■ Dataset records ■
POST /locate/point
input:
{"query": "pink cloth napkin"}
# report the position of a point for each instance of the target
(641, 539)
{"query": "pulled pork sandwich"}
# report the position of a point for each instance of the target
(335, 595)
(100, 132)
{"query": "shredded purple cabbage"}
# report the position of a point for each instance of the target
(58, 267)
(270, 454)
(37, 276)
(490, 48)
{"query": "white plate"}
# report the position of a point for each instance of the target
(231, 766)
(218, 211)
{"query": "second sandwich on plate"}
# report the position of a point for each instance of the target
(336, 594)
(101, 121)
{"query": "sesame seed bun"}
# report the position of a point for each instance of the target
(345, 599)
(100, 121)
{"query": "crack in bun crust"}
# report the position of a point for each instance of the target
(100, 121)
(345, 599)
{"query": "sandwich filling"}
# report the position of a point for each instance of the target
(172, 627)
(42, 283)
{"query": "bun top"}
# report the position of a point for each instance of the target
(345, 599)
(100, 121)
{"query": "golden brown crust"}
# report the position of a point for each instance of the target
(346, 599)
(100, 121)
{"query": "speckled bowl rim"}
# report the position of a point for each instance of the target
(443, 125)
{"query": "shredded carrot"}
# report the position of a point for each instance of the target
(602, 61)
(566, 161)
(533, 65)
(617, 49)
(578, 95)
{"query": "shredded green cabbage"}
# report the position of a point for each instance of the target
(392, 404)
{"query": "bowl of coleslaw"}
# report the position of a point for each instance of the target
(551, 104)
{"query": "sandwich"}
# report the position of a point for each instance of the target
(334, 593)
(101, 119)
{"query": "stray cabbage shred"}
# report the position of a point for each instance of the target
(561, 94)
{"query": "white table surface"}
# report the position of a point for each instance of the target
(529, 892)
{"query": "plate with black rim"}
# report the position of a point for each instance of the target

■ Set problem ■
Reproduce the whole listing above, swapping "report" for "return" wherever it occurs and keeping everything else the same.

■ Written response ■
POST /locate/point
input:
{"query": "pink cloth napkin"}
# return the position of a point for each instance of the target
(641, 539)
{"query": "pulled pork sandwich"}
# return the position of a point for each instance of the target
(335, 595)
(100, 132)
{"query": "shredded purple cabbage"}
# return the position of a point for each instance of the target
(58, 267)
(270, 454)
(37, 276)
(490, 48)
{"query": "white plate"}
# return the position of a point for each instance of the target
(231, 766)
(218, 211)
{"query": "second sandwich on plate"}
# return the position of a point for each instance of the target
(336, 594)
(101, 121)
{"query": "sesame seed bun"}
# return the position of a point for each instance of the target
(345, 599)
(100, 121)
{"query": "crack in bun crust"}
# return the position of a point for each instance of the target
(100, 121)
(345, 599)
{"query": "sandwich filling"}
# return the position of a point for each instance of the target
(172, 627)
(42, 283)
{"query": "bun top"}
# return the position of a point for each instance of the target
(345, 599)
(100, 121)
{"query": "golden brown crust"}
# return the position of a point for each instance of the target
(346, 599)
(100, 121)
{"query": "speckled bowl rim"}
# return the position of a point for each instance of the target
(443, 125)
{"query": "shredded carrot"}
# return the position of a point for each instance of the target
(602, 61)
(566, 161)
(533, 65)
(617, 49)
(578, 95)
{"query": "shredded green cabbage"}
# return the position of a point for each instance of the target
(392, 404)
{"query": "bowl of coleslaw"}
# return the position of a point for each instance of the target
(551, 104)
{"query": "sandwich"}
# return the position of a point for each instance of the target
(334, 593)
(101, 119)
{"query": "stray cabbage shred"}
# return the position of a point for each instance of the target
(561, 94)
{"query": "white table surface"}
# return the position of a point for each instance of the target
(529, 892)
{"query": "plate with black rim"}
# return the position of a point for each instance of the target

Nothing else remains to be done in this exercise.